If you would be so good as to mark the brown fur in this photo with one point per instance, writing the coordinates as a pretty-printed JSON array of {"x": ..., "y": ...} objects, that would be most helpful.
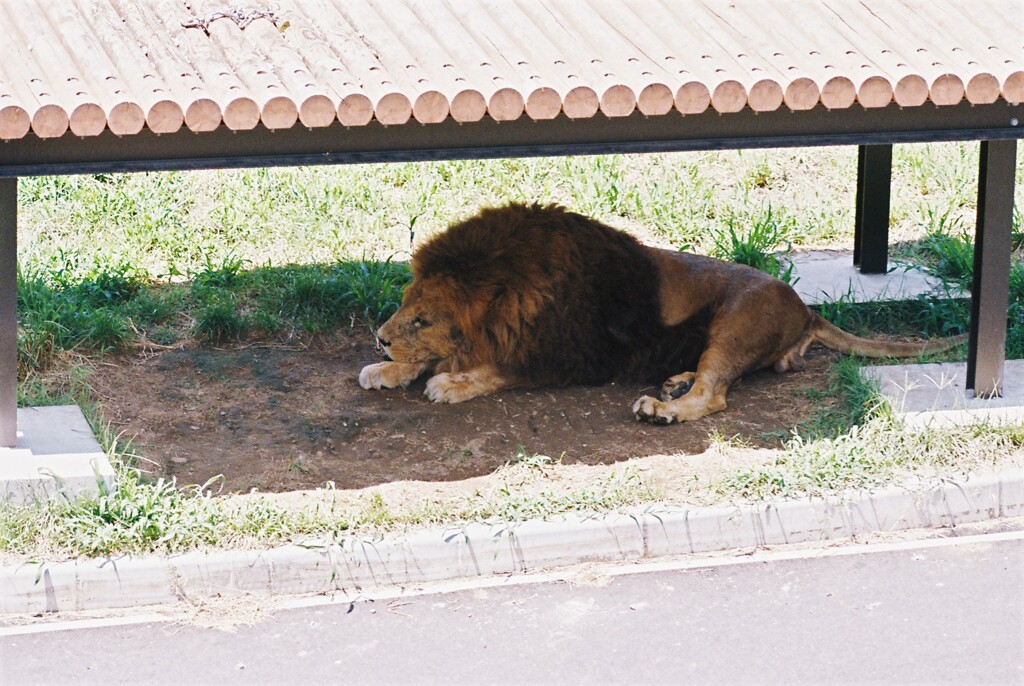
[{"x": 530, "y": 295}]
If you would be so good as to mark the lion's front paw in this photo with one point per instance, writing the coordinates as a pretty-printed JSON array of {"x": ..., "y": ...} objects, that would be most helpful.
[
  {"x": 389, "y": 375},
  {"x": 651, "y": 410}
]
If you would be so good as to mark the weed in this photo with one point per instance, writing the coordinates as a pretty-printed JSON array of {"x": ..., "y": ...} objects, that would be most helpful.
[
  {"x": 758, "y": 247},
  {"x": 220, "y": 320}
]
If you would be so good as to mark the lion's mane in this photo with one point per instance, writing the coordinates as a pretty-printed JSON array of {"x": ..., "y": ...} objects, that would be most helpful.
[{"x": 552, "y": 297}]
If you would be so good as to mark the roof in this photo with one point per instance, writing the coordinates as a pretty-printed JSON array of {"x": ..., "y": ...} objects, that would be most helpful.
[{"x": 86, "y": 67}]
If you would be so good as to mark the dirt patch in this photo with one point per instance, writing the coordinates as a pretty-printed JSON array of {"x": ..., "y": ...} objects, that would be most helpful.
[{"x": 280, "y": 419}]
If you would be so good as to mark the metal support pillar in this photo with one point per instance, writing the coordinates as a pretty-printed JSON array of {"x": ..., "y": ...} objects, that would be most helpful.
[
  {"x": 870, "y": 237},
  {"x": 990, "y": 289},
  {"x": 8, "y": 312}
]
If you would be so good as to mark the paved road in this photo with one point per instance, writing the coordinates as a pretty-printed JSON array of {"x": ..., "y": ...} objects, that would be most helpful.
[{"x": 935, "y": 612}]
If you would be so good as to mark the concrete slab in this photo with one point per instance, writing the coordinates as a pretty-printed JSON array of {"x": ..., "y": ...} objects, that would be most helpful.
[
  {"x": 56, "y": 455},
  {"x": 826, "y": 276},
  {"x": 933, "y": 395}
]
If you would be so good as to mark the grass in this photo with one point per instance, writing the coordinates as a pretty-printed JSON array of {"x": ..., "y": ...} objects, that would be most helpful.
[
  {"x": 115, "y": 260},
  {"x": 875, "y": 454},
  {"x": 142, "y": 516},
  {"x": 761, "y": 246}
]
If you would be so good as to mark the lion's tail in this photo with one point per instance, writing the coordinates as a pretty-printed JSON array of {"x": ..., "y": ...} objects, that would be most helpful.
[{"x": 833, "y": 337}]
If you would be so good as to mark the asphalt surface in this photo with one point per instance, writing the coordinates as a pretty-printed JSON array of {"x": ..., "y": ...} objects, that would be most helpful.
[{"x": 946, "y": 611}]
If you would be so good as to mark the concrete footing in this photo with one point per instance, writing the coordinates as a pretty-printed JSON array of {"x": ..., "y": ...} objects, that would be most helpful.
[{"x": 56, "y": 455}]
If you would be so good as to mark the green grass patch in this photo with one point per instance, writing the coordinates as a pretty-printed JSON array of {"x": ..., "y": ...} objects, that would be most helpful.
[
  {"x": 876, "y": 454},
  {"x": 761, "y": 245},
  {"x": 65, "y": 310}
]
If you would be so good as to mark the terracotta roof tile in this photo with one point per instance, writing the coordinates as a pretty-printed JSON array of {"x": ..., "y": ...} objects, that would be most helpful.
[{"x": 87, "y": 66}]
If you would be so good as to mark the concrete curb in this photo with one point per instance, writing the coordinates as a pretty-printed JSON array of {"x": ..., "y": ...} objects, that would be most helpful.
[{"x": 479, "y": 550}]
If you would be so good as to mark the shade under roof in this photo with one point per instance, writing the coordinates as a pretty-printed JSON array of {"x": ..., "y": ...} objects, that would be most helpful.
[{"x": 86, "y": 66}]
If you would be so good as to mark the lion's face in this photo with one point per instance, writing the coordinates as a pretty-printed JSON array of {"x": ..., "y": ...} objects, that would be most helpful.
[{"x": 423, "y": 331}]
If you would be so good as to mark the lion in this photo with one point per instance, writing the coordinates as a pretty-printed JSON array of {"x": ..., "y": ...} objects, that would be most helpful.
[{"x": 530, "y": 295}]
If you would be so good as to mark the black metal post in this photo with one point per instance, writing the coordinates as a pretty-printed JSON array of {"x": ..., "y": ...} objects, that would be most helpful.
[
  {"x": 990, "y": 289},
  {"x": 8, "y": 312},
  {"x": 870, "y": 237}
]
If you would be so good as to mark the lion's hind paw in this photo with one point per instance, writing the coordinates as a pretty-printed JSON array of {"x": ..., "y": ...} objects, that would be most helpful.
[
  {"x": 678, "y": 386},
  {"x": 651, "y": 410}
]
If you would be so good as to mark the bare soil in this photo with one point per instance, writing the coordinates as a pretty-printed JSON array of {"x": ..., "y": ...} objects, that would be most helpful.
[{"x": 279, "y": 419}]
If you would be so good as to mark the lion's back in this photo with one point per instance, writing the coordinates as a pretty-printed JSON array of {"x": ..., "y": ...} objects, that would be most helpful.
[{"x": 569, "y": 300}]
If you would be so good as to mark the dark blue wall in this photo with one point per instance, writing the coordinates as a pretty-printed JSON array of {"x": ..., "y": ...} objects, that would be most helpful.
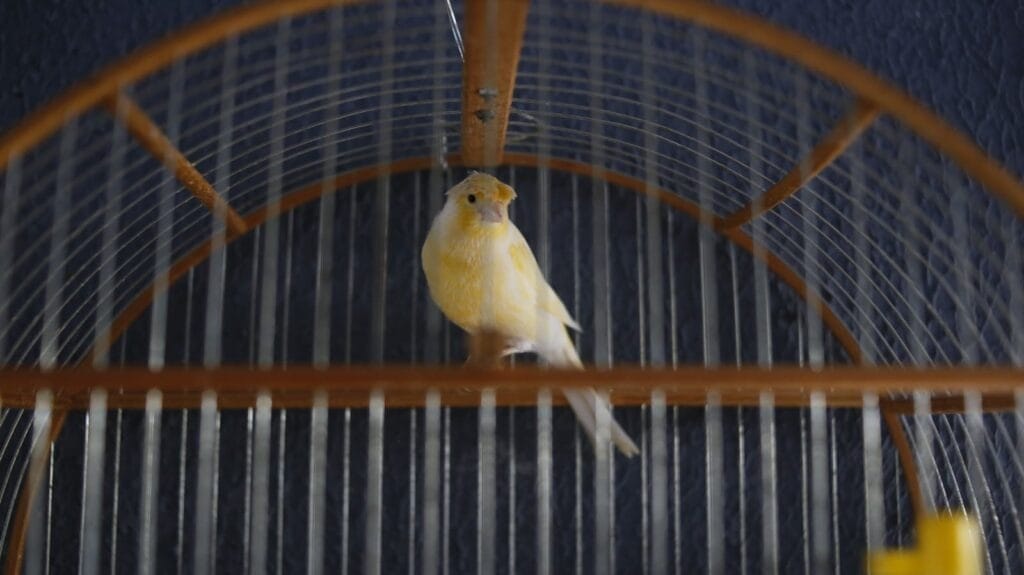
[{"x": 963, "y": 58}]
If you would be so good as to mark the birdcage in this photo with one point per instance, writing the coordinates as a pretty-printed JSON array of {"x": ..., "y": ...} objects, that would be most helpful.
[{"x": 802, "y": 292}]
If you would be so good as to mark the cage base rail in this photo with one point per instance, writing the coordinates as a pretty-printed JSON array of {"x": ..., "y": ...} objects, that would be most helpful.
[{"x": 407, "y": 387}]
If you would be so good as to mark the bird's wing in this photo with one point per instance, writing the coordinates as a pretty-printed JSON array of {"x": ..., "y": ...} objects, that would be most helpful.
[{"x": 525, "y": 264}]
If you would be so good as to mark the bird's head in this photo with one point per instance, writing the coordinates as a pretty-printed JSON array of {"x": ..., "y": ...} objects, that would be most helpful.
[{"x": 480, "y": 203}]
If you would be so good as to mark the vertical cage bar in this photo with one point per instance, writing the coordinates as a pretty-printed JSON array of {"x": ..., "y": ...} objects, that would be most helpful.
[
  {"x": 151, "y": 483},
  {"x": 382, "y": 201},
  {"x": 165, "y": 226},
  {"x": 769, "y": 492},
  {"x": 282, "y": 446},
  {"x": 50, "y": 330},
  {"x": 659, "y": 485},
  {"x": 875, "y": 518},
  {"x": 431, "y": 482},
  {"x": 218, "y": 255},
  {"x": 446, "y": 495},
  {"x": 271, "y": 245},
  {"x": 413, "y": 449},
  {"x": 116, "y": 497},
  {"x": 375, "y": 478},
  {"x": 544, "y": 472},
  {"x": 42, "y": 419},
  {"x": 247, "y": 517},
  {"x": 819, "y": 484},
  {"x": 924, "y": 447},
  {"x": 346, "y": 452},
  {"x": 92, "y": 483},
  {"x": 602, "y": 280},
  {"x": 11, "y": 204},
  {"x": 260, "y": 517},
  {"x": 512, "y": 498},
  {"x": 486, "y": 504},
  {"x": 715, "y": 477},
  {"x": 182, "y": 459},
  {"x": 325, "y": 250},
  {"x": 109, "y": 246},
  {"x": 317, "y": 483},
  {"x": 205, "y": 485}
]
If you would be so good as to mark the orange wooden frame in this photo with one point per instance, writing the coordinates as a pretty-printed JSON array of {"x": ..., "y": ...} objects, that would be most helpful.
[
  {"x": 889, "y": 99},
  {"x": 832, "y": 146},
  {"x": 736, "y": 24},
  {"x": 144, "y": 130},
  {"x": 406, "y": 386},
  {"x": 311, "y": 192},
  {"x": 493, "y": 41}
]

- **STATED EXERCISE**
Turn all of the records above into a numbered list with one line per item. Skip blank lines and leave the pictures out.

- **SOLUTION TO THIS EXERCISE**
1. If you would be so good as to mark the brown fur in this photo with one point per instance, writing the coordinates as a pretty-printed JSON array of {"x": ..., "y": ...} objects, that would be most helpful.
2. [{"x": 530, "y": 295}]
3. If you would be so good as to mark the lion's front paw in this photo with one point per instance, writing the coordinates as a pretty-printed JSON array of {"x": ..., "y": ...} objects, that would be most helpful.
4. [
5.   {"x": 389, "y": 375},
6.   {"x": 651, "y": 410}
7. ]
8. If you would be so good as to mark the weed in this photo with one point per instance, writing the coordinates as a pretty-printed JSON array of {"x": ..., "y": ...} objects, that would be most helpful.
9. [
10.   {"x": 758, "y": 247},
11.   {"x": 220, "y": 320}
12. ]
13. If you would be so good as to mark the lion's mane in this photo with one point per instance, writing the coordinates as a pretty-printed JSON array of {"x": ..., "y": ...} objects, that would be most helpful.
14. [{"x": 552, "y": 297}]
15. If you would be so good as to mark the roof in this photo with one point per instance, writing the coordinates as a pretty-printed JSON array of {"x": ..., "y": ...} objects, that would be most helpful.
16. [{"x": 86, "y": 67}]
17. If you would be so good as to mark the dirt patch in this photo with one point per instance, writing the coordinates as a pretty-printed JSON array of {"x": ..., "y": ...} objects, that would be most helpful.
18. [{"x": 280, "y": 419}]
19. If you would be so good as to mark the metal support pillar in this photo with one point per instance, writing the coordinates as a pretty-printed JSON array of {"x": ..., "y": ...} objects, that would be most helpful.
20. [
21.   {"x": 870, "y": 237},
22.   {"x": 990, "y": 289},
23.   {"x": 8, "y": 312}
24. ]
25. If you would be so good as to mark the paved road in this photo with one point per instance, writing the coordinates as a pretty-printed JSON array of {"x": ..., "y": ...} objects, that would be most helpful.
26. [{"x": 935, "y": 612}]
27. If you would be so good as to mark the concrete slab in this photo with one point per instance, writing the coordinates as a pretty-printed JSON array of {"x": ..., "y": ...} objects, that would be most helpful.
28. [
29.   {"x": 56, "y": 455},
30.   {"x": 826, "y": 276},
31.   {"x": 933, "y": 395}
32. ]
33. If you would be so good as to mark the grass in this photo with one point per instance, writing the coordinates as a pretty-printed JSON array of {"x": ..., "y": ...} objects, that would be most helpful.
34. [
35.   {"x": 115, "y": 260},
36.   {"x": 875, "y": 454},
37.   {"x": 142, "y": 516},
38.   {"x": 761, "y": 246}
39. ]
40. If you would be so good as to mark the lion's tail in this photo with one point per instance, writing the coordinates as a pretty-printed JSON array of {"x": ..., "y": ...} objects, that would be most helpful.
41. [{"x": 833, "y": 337}]
42. If you would be so good as to mark the asphalt surface in this photo with one point per instance, writing the coordinates as a pretty-printed JSON array of {"x": ..., "y": ...} objects, that would be most helpful.
43. [{"x": 946, "y": 611}]
44. If you would be so good as to mark the concrete footing in this photo with one point per instance, writing the coordinates as a pretty-printed JSON array of {"x": ..., "y": ...} objects, that would be most helpful.
45. [{"x": 56, "y": 455}]
46. If you would be so good as to mark the green grass patch in this photo with one point per instance, writing the coordinates as a pretty-printed JSON array of {"x": ..., "y": ...} objects, that would be most helpful.
47. [
48.   {"x": 876, "y": 454},
49.   {"x": 761, "y": 245},
50.   {"x": 65, "y": 310}
51. ]
52. If you would be so good as to mark the terracotta roof tile in this photo with one point per instance, writing the coordinates as a pretty-printed JSON array of {"x": ..., "y": ...} objects, that would be most helpful.
53. [{"x": 87, "y": 66}]
54. If you would be so good as to mark the concrete curb in this photo with one point per instance, writing the coordinates as a pretty-printed JSON array of {"x": ..., "y": ...} objects, that would be most helpful.
55. [{"x": 479, "y": 550}]
56. If you would be so good as to mark the shade under roof in this photo with one point per instance, writing the coordinates as a pretty-printed JSON array of {"x": ..., "y": ...} objects, that would be most helpful.
57. [{"x": 86, "y": 66}]
58. If you would be so good as to mark the lion's face in this photo with one point per instance, writing the coordinates as a pretty-printed JSON array of {"x": ..., "y": ...} objects, that would be most helpful.
59. [{"x": 423, "y": 331}]
60. If you would be so good as to mark the lion in this photo with one point per instance, writing the coordinates as a pretty-printed JSON array of {"x": ..., "y": ...} objects, that would be most helpful.
61. [{"x": 530, "y": 295}]
62. If you would be so good as to mark the black metal post in this photo with one point per instance, writing the coordinates as a pretty-printed JSON array of {"x": ..., "y": ...} objects, that would be most helpful.
63. [
64.   {"x": 990, "y": 289},
65.   {"x": 8, "y": 312},
66.   {"x": 870, "y": 237}
67. ]
68. If you would be so good as to mark the lion's hind paw in this photo with one point per instance, writing the coordinates as a pretty-printed JSON array of {"x": ..., "y": ...} objects, that would be most helpful.
69. [
70.   {"x": 678, "y": 386},
71.   {"x": 651, "y": 410}
72. ]
73. If you would be so good as to mark the bare soil in this photo with one point per instance, writing the coordinates as a pretty-printed JSON array of {"x": ..., "y": ...} objects, that would be most helpful.
74. [{"x": 279, "y": 419}]
75. If you would be so good as to mark the lion's back in this photo with one point per instance, writing the coordinates as a pretty-printed JSON array of {"x": ..., "y": ...} objects, that would be most helpful.
76. [{"x": 569, "y": 300}]
77. If you would be so good as to mark the dark blue wall in this photo with one point per instance, writing the coordinates as a pretty-printed JSON array of {"x": ..., "y": ...} objects, that would be most helpful.
78. [{"x": 963, "y": 58}]
79. If you would be so good as to mark the birdcage in this photo with one point per instance, writing the coordinates as a pretty-printed JSON array of {"x": ..., "y": ...} objects, that would be most helpful.
80. [{"x": 802, "y": 292}]
81. If you would be so good as to mark the cage base rail in this photo with one point per instance, writing the coordinates as a pretty-printed JSON array of {"x": ..., "y": ...} objects, that would be most helpful.
82. [{"x": 407, "y": 387}]
83. If you would be so good as to mark the bird's wing in this photo with one point per instance, writing the coordinates as a pretty-printed JSON array of {"x": ..., "y": ...} objects, that would be most helpful.
84. [{"x": 525, "y": 264}]
85. If you would be so good as to mark the bird's head in this photo with one point per instance, writing the coordinates as a pretty-printed JSON array of {"x": ..., "y": ...} objects, that would be most helpful.
86. [{"x": 480, "y": 203}]
87. If you would be so good as to mark the vertical cage bar in this photo with one point per instance, writing the coordinates as a pretty-printed JSON array of {"x": ..., "y": ...} objects, that would be most helpful.
88. [
89.   {"x": 151, "y": 483},
90.   {"x": 382, "y": 201},
91.   {"x": 165, "y": 226},
92.   {"x": 769, "y": 492},
93.   {"x": 282, "y": 446},
94.   {"x": 50, "y": 330},
95.   {"x": 659, "y": 485},
96.   {"x": 875, "y": 518},
97.   {"x": 431, "y": 482},
98.   {"x": 218, "y": 255},
99.   {"x": 446, "y": 495},
100.   {"x": 271, "y": 245},
101.   {"x": 413, "y": 449},
102.   {"x": 116, "y": 497},
103.   {"x": 375, "y": 478},
104.   {"x": 544, "y": 472},
105.   {"x": 42, "y": 419},
106.   {"x": 247, "y": 517},
107.   {"x": 819, "y": 484},
108.   {"x": 924, "y": 447},
109.   {"x": 346, "y": 452},
110.   {"x": 92, "y": 483},
111.   {"x": 602, "y": 280},
112.   {"x": 11, "y": 204},
113.   {"x": 260, "y": 517},
114.   {"x": 512, "y": 498},
115.   {"x": 486, "y": 504},
116.   {"x": 715, "y": 477},
117.   {"x": 182, "y": 459},
118.   {"x": 325, "y": 250},
119.   {"x": 109, "y": 246},
120.   {"x": 317, "y": 483},
121.   {"x": 205, "y": 485}
122. ]
123. If you would be so good as to mark the orange wooden frame in this photo with one point per instance, writing the coordinates as a pretty-printed JSON array of {"x": ..., "y": ...} objects, that would be most helpful.
124. [
125.   {"x": 889, "y": 99},
126.   {"x": 832, "y": 146},
127.   {"x": 736, "y": 24},
128.   {"x": 144, "y": 130},
129.   {"x": 406, "y": 386},
130.   {"x": 311, "y": 192},
131.   {"x": 493, "y": 41}
132. ]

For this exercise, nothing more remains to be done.